Reproduce the listing below verbatim, from its first line through the line that contains "183L77 185L80 177L80", with both of those lines included. Leave the picture out of your copy.
[Start of MATERIAL FOR THIS TASK]
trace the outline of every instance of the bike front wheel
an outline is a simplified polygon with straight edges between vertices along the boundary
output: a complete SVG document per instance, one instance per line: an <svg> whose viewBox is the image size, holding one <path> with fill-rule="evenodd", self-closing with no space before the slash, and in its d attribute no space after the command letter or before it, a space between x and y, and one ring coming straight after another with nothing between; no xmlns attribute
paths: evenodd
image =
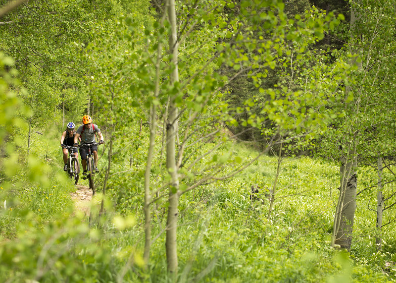
<svg viewBox="0 0 396 283"><path fill-rule="evenodd" d="M70 177L74 180L74 183L77 185L80 177L80 164L78 160L75 157L72 157L70 166Z"/></svg>

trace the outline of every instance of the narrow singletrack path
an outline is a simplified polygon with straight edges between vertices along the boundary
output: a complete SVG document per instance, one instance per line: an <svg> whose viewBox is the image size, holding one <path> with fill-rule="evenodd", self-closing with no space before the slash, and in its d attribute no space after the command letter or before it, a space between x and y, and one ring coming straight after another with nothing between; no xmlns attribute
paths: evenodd
<svg viewBox="0 0 396 283"><path fill-rule="evenodd" d="M77 185L77 190L70 193L76 211L81 211L86 215L90 214L90 202L92 199L92 190L86 186Z"/></svg>

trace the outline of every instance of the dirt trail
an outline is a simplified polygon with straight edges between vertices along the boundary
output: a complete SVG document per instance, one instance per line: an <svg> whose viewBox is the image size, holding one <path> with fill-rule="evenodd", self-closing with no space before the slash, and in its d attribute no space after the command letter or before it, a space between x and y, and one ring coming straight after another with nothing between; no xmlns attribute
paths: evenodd
<svg viewBox="0 0 396 283"><path fill-rule="evenodd" d="M76 210L81 210L86 215L90 214L90 202L92 199L92 190L82 185L76 186L77 191L70 193L72 199L74 201Z"/></svg>

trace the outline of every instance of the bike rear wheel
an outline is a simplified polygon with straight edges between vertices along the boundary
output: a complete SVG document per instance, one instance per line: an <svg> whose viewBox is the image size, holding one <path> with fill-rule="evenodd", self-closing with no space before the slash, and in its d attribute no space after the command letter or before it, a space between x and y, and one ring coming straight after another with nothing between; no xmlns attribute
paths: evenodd
<svg viewBox="0 0 396 283"><path fill-rule="evenodd" d="M71 158L70 169L70 177L74 180L74 183L77 185L80 178L80 164L76 157Z"/></svg>

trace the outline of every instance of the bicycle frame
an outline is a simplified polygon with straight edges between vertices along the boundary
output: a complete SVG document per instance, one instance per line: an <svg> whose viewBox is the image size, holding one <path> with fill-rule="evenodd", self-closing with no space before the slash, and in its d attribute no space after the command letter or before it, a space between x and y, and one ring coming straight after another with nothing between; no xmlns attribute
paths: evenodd
<svg viewBox="0 0 396 283"><path fill-rule="evenodd" d="M94 142L92 143L86 143L80 144L79 147L85 147L87 149L87 170L88 171L88 182L90 188L92 189L93 192L93 196L95 193L95 187L94 183L94 175L95 175L95 161L92 154L91 147L94 145L99 145L100 144Z"/></svg>
<svg viewBox="0 0 396 283"><path fill-rule="evenodd" d="M63 148L67 149L69 152L67 159L67 173L70 175L70 178L74 179L75 184L77 185L79 178L80 164L73 151L77 147L65 145Z"/></svg>

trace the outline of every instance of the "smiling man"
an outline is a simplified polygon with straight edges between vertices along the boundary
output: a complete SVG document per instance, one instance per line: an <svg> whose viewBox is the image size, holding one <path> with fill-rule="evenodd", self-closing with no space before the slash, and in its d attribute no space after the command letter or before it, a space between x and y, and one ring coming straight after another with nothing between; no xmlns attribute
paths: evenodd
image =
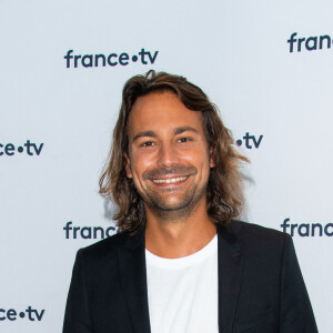
<svg viewBox="0 0 333 333"><path fill-rule="evenodd" d="M130 79L100 181L120 232L78 252L63 332L317 332L291 238L234 220L242 161L200 88Z"/></svg>

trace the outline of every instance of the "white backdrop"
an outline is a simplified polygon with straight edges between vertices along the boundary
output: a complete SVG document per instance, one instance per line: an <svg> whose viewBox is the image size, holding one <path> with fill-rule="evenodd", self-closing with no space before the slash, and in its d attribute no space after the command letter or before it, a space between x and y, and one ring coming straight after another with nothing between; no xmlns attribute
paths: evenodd
<svg viewBox="0 0 333 333"><path fill-rule="evenodd" d="M61 332L77 250L113 233L98 180L123 83L155 69L219 107L252 161L243 219L297 224L319 330L332 332L332 11L322 0L2 0L0 331Z"/></svg>

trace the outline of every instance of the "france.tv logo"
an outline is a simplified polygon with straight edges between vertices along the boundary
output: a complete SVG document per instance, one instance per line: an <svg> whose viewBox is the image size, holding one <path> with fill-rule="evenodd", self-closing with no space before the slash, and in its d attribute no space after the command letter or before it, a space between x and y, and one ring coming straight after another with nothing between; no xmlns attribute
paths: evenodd
<svg viewBox="0 0 333 333"><path fill-rule="evenodd" d="M139 62L142 64L153 64L158 58L159 51L147 51L144 48L140 52L130 56L127 52L110 53L110 54L74 54L73 50L68 50L63 57L67 68L91 68L91 67L110 67L128 65L131 62Z"/></svg>

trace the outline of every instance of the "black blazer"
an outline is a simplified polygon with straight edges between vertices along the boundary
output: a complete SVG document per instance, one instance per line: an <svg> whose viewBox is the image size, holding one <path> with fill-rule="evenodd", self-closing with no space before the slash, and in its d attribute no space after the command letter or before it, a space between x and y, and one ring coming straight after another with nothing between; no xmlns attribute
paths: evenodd
<svg viewBox="0 0 333 333"><path fill-rule="evenodd" d="M232 221L218 239L220 333L317 332L289 234ZM150 333L144 249L141 232L79 250L63 333Z"/></svg>

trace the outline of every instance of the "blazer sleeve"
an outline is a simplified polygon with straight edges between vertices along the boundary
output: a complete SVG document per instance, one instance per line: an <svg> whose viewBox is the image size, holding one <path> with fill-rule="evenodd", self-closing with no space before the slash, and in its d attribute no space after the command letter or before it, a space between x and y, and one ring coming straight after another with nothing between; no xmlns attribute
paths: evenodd
<svg viewBox="0 0 333 333"><path fill-rule="evenodd" d="M78 251L73 266L62 333L93 333L82 249Z"/></svg>
<svg viewBox="0 0 333 333"><path fill-rule="evenodd" d="M293 241L289 234L285 234L282 261L280 332L317 332Z"/></svg>

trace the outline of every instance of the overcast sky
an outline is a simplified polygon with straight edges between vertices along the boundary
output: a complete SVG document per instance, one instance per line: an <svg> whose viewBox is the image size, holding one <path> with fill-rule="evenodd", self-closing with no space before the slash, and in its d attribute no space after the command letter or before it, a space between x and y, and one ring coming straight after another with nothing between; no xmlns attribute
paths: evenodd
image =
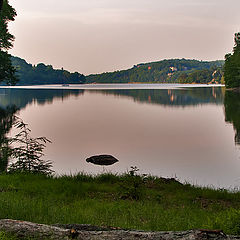
<svg viewBox="0 0 240 240"><path fill-rule="evenodd" d="M240 0L9 0L11 54L84 74L169 58L223 59Z"/></svg>

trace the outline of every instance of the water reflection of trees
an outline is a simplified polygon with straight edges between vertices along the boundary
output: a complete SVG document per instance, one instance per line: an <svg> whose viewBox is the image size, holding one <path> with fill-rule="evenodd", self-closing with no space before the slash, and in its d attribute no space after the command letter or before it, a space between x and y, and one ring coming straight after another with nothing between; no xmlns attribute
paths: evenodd
<svg viewBox="0 0 240 240"><path fill-rule="evenodd" d="M15 106L8 106L5 109L0 108L0 172L5 171L8 166L9 145L7 134L12 128L16 111Z"/></svg>
<svg viewBox="0 0 240 240"><path fill-rule="evenodd" d="M199 104L222 104L223 88L147 89L147 90L102 90L105 95L131 97L134 101L164 106L188 106Z"/></svg>
<svg viewBox="0 0 240 240"><path fill-rule="evenodd" d="M240 144L240 93L226 91L224 107L225 120L233 124L235 130L235 143Z"/></svg>
<svg viewBox="0 0 240 240"><path fill-rule="evenodd" d="M84 90L63 89L0 89L0 106L16 105L22 109L27 104L51 104L54 100L66 100L71 96L79 96Z"/></svg>
<svg viewBox="0 0 240 240"><path fill-rule="evenodd" d="M83 95L86 90L78 89L0 89L0 106L14 104L22 109L27 104L51 104L54 100L65 101L71 96ZM163 106L184 107L199 104L222 104L223 88L185 88L185 89L122 89L87 90L91 93L128 97L137 102Z"/></svg>

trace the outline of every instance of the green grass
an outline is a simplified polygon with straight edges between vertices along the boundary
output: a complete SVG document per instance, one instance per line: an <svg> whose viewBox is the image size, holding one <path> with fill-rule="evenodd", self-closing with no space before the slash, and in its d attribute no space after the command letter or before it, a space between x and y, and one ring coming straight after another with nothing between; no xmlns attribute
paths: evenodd
<svg viewBox="0 0 240 240"><path fill-rule="evenodd" d="M0 218L240 234L240 193L129 174L0 175Z"/></svg>

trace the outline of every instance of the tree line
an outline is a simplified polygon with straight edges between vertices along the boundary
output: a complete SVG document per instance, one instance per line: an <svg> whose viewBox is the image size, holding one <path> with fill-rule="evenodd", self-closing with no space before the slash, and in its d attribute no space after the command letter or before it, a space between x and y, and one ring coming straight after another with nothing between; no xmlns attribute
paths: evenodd
<svg viewBox="0 0 240 240"><path fill-rule="evenodd" d="M87 83L221 83L224 61L170 59L122 71L92 74Z"/></svg>
<svg viewBox="0 0 240 240"><path fill-rule="evenodd" d="M53 69L51 65L43 63L35 66L18 57L12 57L11 60L19 79L17 85L82 84L86 81L85 76L78 72Z"/></svg>

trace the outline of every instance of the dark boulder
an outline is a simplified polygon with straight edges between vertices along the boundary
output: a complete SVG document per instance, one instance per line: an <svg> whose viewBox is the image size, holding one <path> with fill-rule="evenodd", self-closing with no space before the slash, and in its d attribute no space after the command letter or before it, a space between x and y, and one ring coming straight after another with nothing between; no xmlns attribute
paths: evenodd
<svg viewBox="0 0 240 240"><path fill-rule="evenodd" d="M118 162L118 160L111 155L97 155L86 159L87 162L95 165L108 166Z"/></svg>

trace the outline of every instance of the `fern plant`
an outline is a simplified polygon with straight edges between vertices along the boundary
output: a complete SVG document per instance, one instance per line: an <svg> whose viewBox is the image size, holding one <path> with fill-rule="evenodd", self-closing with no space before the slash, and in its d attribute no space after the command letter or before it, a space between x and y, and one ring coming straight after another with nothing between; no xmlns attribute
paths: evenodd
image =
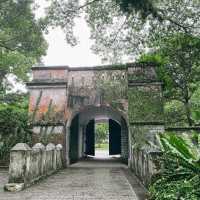
<svg viewBox="0 0 200 200"><path fill-rule="evenodd" d="M200 149L188 135L158 136L160 172L150 185L151 200L200 199Z"/></svg>

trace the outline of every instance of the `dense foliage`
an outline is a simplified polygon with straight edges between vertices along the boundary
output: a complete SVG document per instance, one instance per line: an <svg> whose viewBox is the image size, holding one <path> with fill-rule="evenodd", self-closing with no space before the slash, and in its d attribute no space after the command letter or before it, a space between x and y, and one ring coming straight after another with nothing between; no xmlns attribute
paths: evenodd
<svg viewBox="0 0 200 200"><path fill-rule="evenodd" d="M197 0L52 0L48 19L75 45L75 19L85 13L91 28L92 49L104 61L134 60L157 40L173 33L199 35ZM81 3L82 2L82 3Z"/></svg>
<svg viewBox="0 0 200 200"><path fill-rule="evenodd" d="M95 143L100 147L108 139L108 123L98 123L95 125Z"/></svg>
<svg viewBox="0 0 200 200"><path fill-rule="evenodd" d="M34 1L0 1L0 92L8 74L27 80L30 67L45 54L45 28L35 17Z"/></svg>
<svg viewBox="0 0 200 200"><path fill-rule="evenodd" d="M197 125L197 95L200 85L200 38L189 34L174 34L158 41L154 53L143 55L140 61L157 63L157 72L164 82L168 121L189 126ZM195 109L193 108L195 105ZM171 112L170 112L171 110ZM174 117L172 117L172 112ZM194 111L196 112L196 111Z"/></svg>
<svg viewBox="0 0 200 200"><path fill-rule="evenodd" d="M13 102L14 99L18 102ZM27 98L14 95L12 100L7 98L8 103L0 103L0 160L6 162L10 149L16 143L31 143Z"/></svg>
<svg viewBox="0 0 200 200"><path fill-rule="evenodd" d="M160 135L161 170L150 186L151 200L200 198L200 136L194 138Z"/></svg>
[End of MATERIAL FOR THIS TASK]
RESPONSE TO THE EXERCISE:
trace the outline of every instance of the bike front wheel
an outline is a simplified polygon with straight edges between vertices along the boundary
output: a complete SVG document per instance, one instance per line: an <svg> whose viewBox is the image size, holding one <path> with fill-rule="evenodd", self-closing with no space before the slash, and in its d attribute no space after the command letter or before it, a space between x and y, and one ring coming straight after another with nothing between; no xmlns attribute
paths: evenodd
image =
<svg viewBox="0 0 396 283"><path fill-rule="evenodd" d="M70 177L74 180L74 183L77 185L80 177L80 164L78 160L75 157L72 157L70 166Z"/></svg>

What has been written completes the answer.